What is asked:
A) In the Bulgarian Rise article, copy the part that opens with the words containing "Bulgarian Rise (Български" and closes with "and Defence Minister.", and swap "caretaker" for "interim".
B) Under what condition did the party back sending military aid to Ukraine, according to the Bulgarian Rise article?
C) Please list every ideology the Bulgarian Rise article gives for the party.
━━━ Source text ━━━
- Abbreviation: BV
- Leader: Stefan Yanev
- Founded: 5 May 2022
- Ideology: National conservatism; Bulgarian nationalism; Conservatism; Souverainism;
- Political position: Right-wing
- Colours: Green, Blue, Red
- National Assembly: 0 / 240

Website
- www.bgvazhod.com

= Bulgarian Rise =

Political party in Bulgaria

Bulgarian Rise (Български възход; BV) is a national conservative political party in Bulgaria. It was founded on 5 May 2022 by Stefan Yanev, the former caretaker Prime Minister and Defence Minister.

==Political positions==
Some describe the party as both pro-Putin and pro-Russia. Future party leader Yanev was removed from the Petkov Government in March 2022 after he refused to describe the Russian invasion of Ukraine as a war. He launched the party two months later. Despite this, the party backed sending military aid to Ukraine, with the condition that Bulgaria receive modern NATO weaponry in exchange. He also called the invasion an act of aggression and stated his support for the sanctions against Russia.

There is little consensus over the party's stances on economic matters. They have been labelled as centre-left, though Yanev himself has said the party is not on the right nor the left.

The party has garnered some criticism for not expressing substantive positions on most political issues.

== Structure ==
The party has one leader, Stefan Yanev. To take part in the 2022 parliamentary snap elections, it allied with four smaller "mandate carrier" parties, Svoboda, Party of the Greens, the Alternative for Bulgarian Revival, the Agrarian People's Union and Union of Free Democrats.
━━━ Records ━━━
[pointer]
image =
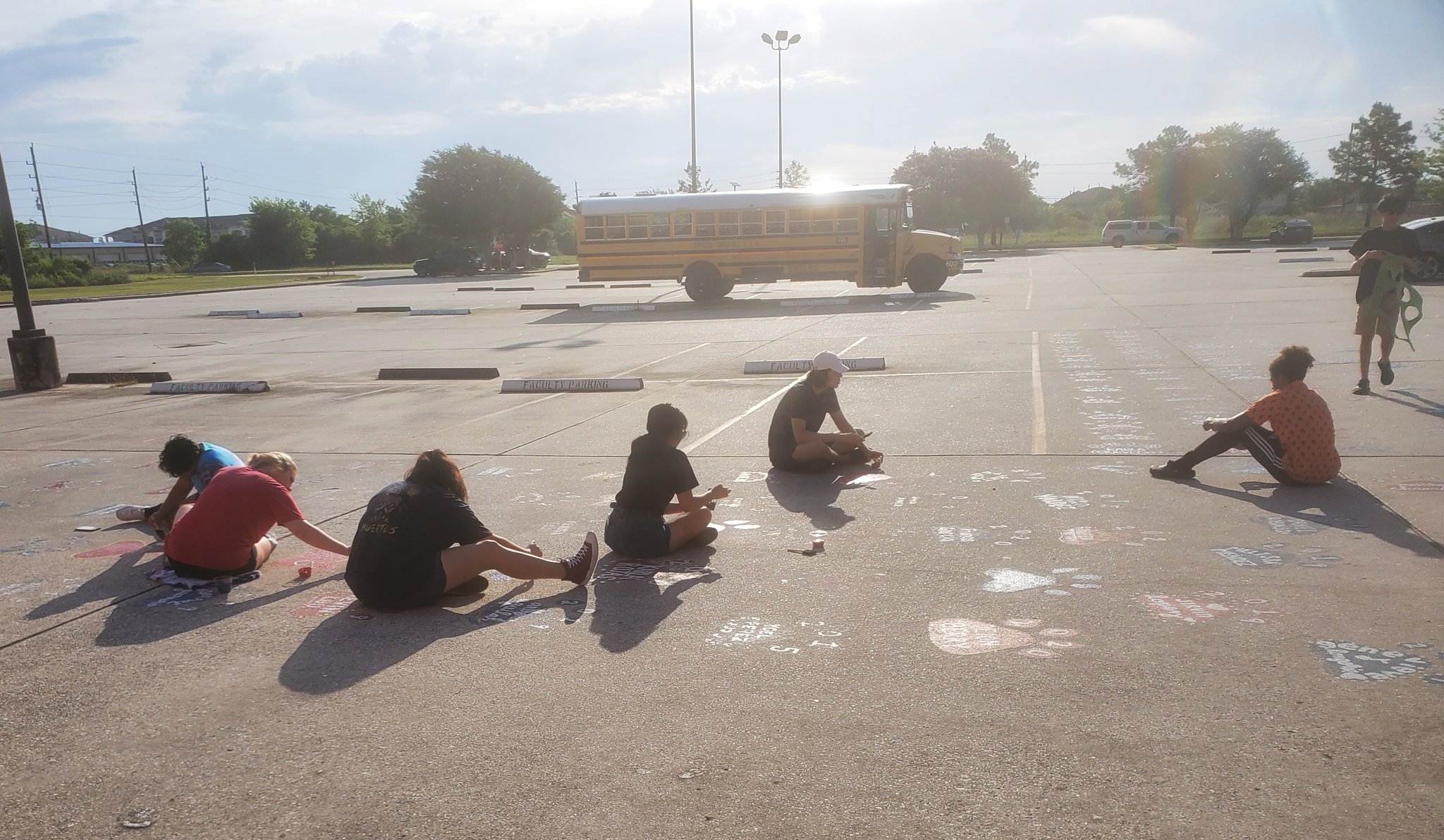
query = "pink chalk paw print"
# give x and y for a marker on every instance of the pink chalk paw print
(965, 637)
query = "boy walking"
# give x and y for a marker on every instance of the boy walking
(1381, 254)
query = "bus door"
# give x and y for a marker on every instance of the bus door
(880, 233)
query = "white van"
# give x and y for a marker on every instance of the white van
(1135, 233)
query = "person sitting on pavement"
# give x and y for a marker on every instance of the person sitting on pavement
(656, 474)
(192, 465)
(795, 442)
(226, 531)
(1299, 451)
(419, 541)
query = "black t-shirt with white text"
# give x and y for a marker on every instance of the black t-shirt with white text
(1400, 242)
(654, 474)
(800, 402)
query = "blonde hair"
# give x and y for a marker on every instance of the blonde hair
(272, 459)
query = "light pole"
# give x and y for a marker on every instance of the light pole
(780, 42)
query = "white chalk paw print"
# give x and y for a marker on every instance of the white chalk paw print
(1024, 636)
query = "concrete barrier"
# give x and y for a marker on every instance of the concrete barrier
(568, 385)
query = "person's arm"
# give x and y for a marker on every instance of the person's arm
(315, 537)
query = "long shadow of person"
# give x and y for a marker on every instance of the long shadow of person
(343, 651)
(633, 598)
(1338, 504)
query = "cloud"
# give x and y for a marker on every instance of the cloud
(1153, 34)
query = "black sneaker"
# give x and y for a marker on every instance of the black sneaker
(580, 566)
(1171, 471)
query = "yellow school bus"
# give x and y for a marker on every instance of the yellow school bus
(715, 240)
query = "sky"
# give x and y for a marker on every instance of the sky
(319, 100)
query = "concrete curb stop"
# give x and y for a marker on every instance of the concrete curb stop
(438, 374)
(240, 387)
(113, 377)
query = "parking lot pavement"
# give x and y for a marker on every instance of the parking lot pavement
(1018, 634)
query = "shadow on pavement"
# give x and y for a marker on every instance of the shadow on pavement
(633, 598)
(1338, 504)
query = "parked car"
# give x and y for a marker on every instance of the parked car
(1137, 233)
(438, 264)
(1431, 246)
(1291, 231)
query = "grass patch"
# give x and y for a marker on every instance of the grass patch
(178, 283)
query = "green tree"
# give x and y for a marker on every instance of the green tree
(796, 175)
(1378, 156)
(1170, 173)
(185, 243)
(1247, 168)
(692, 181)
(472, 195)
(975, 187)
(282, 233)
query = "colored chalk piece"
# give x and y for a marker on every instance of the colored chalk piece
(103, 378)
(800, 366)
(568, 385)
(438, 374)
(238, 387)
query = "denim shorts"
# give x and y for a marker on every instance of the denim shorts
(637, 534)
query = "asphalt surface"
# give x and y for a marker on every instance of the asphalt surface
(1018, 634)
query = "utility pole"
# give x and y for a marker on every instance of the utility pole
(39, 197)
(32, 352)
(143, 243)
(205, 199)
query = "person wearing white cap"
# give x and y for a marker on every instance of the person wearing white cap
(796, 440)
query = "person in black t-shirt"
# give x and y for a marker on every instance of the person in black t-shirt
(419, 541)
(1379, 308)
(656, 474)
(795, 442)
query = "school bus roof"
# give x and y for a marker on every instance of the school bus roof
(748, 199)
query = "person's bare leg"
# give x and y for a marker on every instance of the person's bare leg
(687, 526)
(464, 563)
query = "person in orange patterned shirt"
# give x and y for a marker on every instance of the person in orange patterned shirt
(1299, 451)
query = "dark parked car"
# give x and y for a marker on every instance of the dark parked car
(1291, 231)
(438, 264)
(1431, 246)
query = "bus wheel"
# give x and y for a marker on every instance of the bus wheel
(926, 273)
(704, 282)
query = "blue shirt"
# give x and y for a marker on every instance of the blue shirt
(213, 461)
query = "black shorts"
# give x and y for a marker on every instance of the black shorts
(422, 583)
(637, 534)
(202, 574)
━━━
━━━ Records ━━━
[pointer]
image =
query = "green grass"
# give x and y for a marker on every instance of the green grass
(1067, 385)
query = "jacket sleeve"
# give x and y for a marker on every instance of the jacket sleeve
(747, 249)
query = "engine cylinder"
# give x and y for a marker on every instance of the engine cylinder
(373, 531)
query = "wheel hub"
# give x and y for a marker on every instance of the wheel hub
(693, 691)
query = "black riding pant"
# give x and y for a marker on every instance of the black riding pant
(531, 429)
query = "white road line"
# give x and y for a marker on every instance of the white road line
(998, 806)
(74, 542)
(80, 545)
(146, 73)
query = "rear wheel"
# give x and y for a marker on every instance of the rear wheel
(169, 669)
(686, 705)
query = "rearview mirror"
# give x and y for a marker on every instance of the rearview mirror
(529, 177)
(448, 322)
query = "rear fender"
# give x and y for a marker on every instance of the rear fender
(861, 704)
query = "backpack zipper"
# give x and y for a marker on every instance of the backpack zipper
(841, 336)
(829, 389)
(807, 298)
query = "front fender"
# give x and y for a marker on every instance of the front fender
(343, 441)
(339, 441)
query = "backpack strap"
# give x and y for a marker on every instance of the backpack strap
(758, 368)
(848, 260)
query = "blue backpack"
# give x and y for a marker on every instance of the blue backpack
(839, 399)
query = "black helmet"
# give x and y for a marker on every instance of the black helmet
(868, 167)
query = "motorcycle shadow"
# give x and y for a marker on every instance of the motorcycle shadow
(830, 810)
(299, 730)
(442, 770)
━━━
Worked solutions:
A)
Bulgarian Rise (Български възход; BV) is a national conservative political party in Bulgaria. It was founded on 5 May 2022 by Stefan Yanev, the former interim Prime Minister and Defence Minister.

B) Bulgaria had to receive modern NATO weaponry in exchange.

C) National conservatism, Bulgarian nationalism, Conservatism, Souverainism